__Activity__
These entries are to be set down again exactly.

Records drawn from a dataset
|---|

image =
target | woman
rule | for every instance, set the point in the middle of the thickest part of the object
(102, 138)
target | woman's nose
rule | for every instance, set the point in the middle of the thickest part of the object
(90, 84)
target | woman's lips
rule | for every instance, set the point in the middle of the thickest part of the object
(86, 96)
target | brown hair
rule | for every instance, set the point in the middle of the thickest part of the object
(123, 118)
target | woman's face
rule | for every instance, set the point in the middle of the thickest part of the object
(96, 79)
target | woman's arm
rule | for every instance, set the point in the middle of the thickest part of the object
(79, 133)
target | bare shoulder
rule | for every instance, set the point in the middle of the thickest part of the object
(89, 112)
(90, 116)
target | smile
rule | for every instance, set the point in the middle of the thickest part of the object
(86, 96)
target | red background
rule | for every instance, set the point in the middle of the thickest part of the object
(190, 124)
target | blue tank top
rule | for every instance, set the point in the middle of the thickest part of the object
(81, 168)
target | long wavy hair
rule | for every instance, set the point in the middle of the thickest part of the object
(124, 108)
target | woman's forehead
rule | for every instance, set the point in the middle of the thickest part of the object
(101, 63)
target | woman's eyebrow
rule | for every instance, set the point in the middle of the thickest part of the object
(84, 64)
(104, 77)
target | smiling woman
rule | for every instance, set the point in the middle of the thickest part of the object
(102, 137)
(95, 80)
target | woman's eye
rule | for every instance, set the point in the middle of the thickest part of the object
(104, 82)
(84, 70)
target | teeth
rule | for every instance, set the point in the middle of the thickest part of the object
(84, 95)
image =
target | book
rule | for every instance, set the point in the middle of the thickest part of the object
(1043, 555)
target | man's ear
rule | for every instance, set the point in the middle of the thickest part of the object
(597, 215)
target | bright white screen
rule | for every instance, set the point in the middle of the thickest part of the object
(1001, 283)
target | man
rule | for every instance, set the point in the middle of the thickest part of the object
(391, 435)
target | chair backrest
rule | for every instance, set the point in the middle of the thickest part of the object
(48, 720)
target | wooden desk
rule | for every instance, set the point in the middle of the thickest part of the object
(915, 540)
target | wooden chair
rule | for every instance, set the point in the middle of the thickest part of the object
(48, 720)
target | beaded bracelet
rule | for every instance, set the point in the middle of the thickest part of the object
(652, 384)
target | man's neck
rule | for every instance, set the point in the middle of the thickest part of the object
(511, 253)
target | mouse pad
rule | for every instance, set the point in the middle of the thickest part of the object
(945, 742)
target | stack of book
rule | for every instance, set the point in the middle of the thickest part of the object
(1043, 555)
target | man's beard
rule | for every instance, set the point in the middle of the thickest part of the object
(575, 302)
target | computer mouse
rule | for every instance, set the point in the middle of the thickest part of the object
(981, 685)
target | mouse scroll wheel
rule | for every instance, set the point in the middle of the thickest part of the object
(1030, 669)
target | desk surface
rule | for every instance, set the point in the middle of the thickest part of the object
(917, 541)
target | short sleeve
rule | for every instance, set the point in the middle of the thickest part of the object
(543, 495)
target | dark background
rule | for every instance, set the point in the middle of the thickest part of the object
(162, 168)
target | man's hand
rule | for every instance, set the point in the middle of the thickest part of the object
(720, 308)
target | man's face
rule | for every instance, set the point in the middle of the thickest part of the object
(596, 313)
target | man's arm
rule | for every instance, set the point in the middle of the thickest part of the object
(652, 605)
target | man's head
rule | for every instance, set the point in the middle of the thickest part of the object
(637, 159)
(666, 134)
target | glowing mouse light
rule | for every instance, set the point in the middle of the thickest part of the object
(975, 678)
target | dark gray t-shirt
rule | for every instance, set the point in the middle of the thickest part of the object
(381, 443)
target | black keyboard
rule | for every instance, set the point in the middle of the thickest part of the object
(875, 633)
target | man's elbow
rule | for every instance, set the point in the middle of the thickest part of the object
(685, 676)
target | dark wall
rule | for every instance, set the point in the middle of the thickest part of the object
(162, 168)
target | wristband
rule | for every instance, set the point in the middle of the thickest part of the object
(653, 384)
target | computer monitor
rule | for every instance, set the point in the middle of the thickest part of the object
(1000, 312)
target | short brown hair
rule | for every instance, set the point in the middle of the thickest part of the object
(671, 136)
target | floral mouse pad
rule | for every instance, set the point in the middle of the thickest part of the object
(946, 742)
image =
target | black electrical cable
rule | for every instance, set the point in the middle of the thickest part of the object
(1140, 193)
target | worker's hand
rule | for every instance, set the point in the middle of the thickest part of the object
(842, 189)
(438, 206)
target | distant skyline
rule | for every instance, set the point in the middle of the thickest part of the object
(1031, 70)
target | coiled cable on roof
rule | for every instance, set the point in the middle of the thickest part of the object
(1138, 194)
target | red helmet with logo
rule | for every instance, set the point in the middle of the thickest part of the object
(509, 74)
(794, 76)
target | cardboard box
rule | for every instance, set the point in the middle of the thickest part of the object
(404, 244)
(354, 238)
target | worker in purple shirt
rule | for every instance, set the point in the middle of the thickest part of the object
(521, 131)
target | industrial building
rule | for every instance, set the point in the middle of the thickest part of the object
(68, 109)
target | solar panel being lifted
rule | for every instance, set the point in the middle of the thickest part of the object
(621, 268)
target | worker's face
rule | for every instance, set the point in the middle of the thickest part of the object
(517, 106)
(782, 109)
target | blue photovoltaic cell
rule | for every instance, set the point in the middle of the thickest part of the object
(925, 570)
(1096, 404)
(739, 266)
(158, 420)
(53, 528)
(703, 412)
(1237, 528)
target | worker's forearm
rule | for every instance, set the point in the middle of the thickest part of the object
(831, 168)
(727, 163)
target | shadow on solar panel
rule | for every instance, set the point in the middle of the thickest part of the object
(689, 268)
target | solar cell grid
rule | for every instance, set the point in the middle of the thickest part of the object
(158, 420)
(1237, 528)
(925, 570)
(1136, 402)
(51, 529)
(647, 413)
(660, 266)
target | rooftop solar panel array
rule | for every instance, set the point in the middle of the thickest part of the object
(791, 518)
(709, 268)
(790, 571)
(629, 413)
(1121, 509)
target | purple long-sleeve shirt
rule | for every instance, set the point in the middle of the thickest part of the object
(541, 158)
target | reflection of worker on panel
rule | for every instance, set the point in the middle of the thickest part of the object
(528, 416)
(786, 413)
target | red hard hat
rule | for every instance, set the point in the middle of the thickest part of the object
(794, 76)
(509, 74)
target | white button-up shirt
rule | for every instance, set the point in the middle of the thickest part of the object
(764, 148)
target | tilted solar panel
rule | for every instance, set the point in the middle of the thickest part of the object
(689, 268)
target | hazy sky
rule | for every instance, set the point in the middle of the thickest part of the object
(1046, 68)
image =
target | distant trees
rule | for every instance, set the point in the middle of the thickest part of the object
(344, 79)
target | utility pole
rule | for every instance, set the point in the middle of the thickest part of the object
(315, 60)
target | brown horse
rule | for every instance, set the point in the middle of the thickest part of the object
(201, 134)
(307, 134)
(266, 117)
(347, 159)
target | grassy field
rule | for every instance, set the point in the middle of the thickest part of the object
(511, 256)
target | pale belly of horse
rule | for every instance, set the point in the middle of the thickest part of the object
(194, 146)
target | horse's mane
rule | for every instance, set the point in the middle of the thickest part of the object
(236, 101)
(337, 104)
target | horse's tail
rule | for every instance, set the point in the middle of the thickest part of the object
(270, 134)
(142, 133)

|---|

__Result of the task__
image =
target | woman
rule | for every instance, set the point in the middle of the thickest part of the object
(102, 138)
target | woman's nose
rule | for every instance, set the point in the middle of the thickest part of the object
(90, 84)
target | woman's lips
rule | for every instance, set the point in the middle of the thickest part of the object
(86, 96)
target | brown hair
rule | for every instance, set the point in the middle of the thickest part of the object
(123, 118)
target | woman's face
rule | for every instance, set the point in the middle of the thickest part of the object
(96, 79)
target | woman's arm
rule | for every instance, set the point in the middle of the thickest part of the object
(79, 133)
target | bare shoulder
rule | for every instance, set the point in the middle of the thickest part of the object
(89, 112)
(90, 116)
target | smile
rule | for every instance, set the point in the middle of the thickest part of the object
(86, 96)
target | red background
rule | for every instance, set the point in the middle of the thickest part of the object
(190, 124)
target | blue tank top
rule | for every instance, set the point in the middle of the thickest part of the object
(81, 168)
target | long wavy hair
rule | for every instance, set the point in the middle of the thickest part of the object
(124, 108)
target | woman's forehead
rule | for every instance, set the point in the middle of the thickest part of the object
(101, 63)
target | woman's eyebrow
rule | for every instance, set the point in the middle of the thickest part of the object
(84, 64)
(104, 77)
target | smiling woman
rule | for every instance, set the point in the middle of the thickest part of the object
(102, 137)
(95, 80)
target | woman's eye
rule | for every instance, set the point in the middle of the thickest part of the object
(104, 82)
(84, 70)
target | teeth
rule | for every instance, set the point in the middle of the thickest part of the object
(84, 95)
image =
target | book
rule | for every instance, set the point in the middle of the thickest part of the object
(1043, 555)
target | man's ear
rule | for every instance, set the point in the middle of the thickest part of the object
(597, 215)
target | bright white screen
rule | for every instance, set the point in the middle of the thickest part of the object
(1001, 283)
target | man
rule | for every instance, set the point in the middle of the thickest part of the object
(391, 435)
target | chair backrest
rule | for every instance, set the point in the middle of the thickest part of the object
(48, 720)
target | wooden desk
rule | for every instance, set the point in the middle of the thickest part of the object
(915, 540)
target | wooden chair
rule | for every instance, set the point in the middle of the thickest part of the object
(48, 720)
target | beaded bracelet
rule | for every instance, set the point in the middle of the thickest part of the object
(652, 384)
target | man's neck
rule | for every instance, set the point in the middle of the thickest part of the object
(511, 253)
target | mouse pad
rule | for every instance, set the point in the middle of the thickest part of the object
(945, 742)
target | stack of book
rule | for every instance, set the point in the middle of the thickest part of the object
(1043, 555)
target | man's beard
rule | for every instance, set the point in the middle of the thickest part of the object
(575, 302)
target | computer mouse
rule | for every instance, set the point in the middle of the thickest part of the object
(981, 685)
target | mouse scroll wheel
rule | for every instance, set the point in the middle of the thickest part of the object
(1030, 669)
target | desk surface
rule | for every instance, set the point in the middle of the thickest part of the object
(917, 541)
target | short sleeve
rule | for every instance, set the point in the middle of the thickest part of the object
(543, 495)
target | dark background
rule | for every instance, set the point in the middle of the thickest part of the object
(162, 168)
target | man's hand
rule | for every instance, set the point in the middle of the thickest part of the object
(720, 308)
target | man's face
rule | for every instance, set the point in the middle of the thickest part of the object
(596, 313)
target | man's arm
rule | for every instance, set the point in the middle of the thickest part of the object
(652, 605)
target | man's head
rule | for every instance, set the point in the middle of the thickest part of the object
(637, 159)
(666, 134)
target | glowing mouse light
rule | for every instance, set the point in the middle of the thickest part of the object
(975, 678)
target | dark gray t-shirt
rule | for every instance, set the point in the middle of the thickest part of the object
(381, 443)
target | black keyboard
rule | for every instance, set the point in the middle of the thickest part of the object
(875, 633)
target | man's elbow
rule | for every instance, set the point in the middle of the thickest part of the object
(685, 676)
target | dark wall
rule | for every instance, set the point in the middle of the thickest part of the object
(162, 168)
target | wristband
rule | for every instance, set the point in the middle of the thickest part of the object
(653, 384)
target | computer monitor
rule | for every instance, set the point in the middle of the thickest part of the object
(1000, 312)
target | short brown hair
rule | for every instance, set the point in the middle of the thickest part of the object
(671, 136)
target | floral mouse pad
rule | for every instance, set the point in the middle of the thickest part of the object
(946, 742)
image =
target | black electrical cable
rule | for every instance, set the point in the middle of the thickest part of the object
(1140, 193)
target | worker's hand
rule | for every instance, set the point in the middle of the thickest part of the object
(842, 189)
(438, 206)
target | distant skyline
rule | for every instance, set the point in the middle of the thickest part of the object
(1031, 70)
target | coiled cable on roof
rule | for every instance, set the point in the middle of the thickest part of the object
(1138, 194)
target | red helmet with logo
rule | for every instance, set the point in the middle of the thickest part of the object
(509, 74)
(794, 76)
target | cardboard box
rule | for every instance, set the point in the middle of the thickest part of the object
(404, 244)
(354, 238)
target | worker in purple shirt
rule | for every instance, set the point in the middle of the thickest part of the object
(521, 131)
target | industrial building
rule | for every instance, set the point in the middle of the thickest part of the object
(68, 109)
target | solar panel being lifted
rule | for every instance, set the point in the middle of the thickest part of the object
(621, 268)
target | worker's face
rule | for every instance, set the point in the middle of the thickest part of the object
(517, 106)
(782, 109)
target | blue photovoltaic cell
rule | for every instance, set the point in the middle of the thickest part of the object
(925, 570)
(1096, 404)
(739, 266)
(158, 420)
(53, 528)
(703, 412)
(1237, 528)
target | worker's forearm
rule | for every instance, set the point in the middle of the thickest part of the object
(831, 168)
(727, 163)
target | shadow on solar panel
rule | for every instance, set the point in the middle of the thickest part of the object
(689, 268)
target | solar cell grid
rule | for every instance, set the point in the middle of the thickest part of the object
(158, 420)
(1237, 528)
(925, 570)
(1136, 402)
(51, 529)
(647, 413)
(660, 266)
target | rooftop solar panel array
rule | for every instance, set the point in the middle of the thickest part of the object
(791, 518)
(709, 268)
(790, 571)
(629, 413)
(1121, 509)
target | purple long-sleeve shirt
rule | for every instance, set the point in the middle of the thickest part of the object
(541, 158)
target | reflection of worker on panel
rule | for every instance, set the point in the middle of the thickest part of the object
(528, 416)
(786, 413)
target | red hard hat
rule | for every instance, set the point in the middle of the thickest part of the object
(794, 76)
(509, 74)
target | white button-up shirt
rule | for every instance, set the point in the middle of the thickest part of the object
(764, 148)
target | tilted solar panel
rule | for every instance, set the point in the middle of the thickest part of the object
(689, 268)
target | hazy sky
rule | for every instance, set the point in the middle of the thickest part of the object
(1046, 68)
image =
target | distant trees
rule | for every instance, set the point in the middle of the thickest part of the object
(344, 79)
target | utility pole
rule | for every instance, set the point in the middle of the thickest part of the object
(315, 60)
target | brown horse
rule | for every instance, set the point in the middle of the thickest part of the object
(201, 134)
(307, 134)
(266, 117)
(347, 159)
target | grassy field
rule | for every instance, set the point in the middle of the thickest part of the object
(511, 256)
target | pale belly of horse
rule | for every instance, set the point in the middle of the thickest part of the object
(194, 146)
target | horse's mane
rule | for every instance, set the point in the middle of the thickest part of the object
(236, 101)
(337, 104)
target | horse's tail
rule | for every instance, set the point in the middle of the thickest part of the object
(270, 134)
(142, 133)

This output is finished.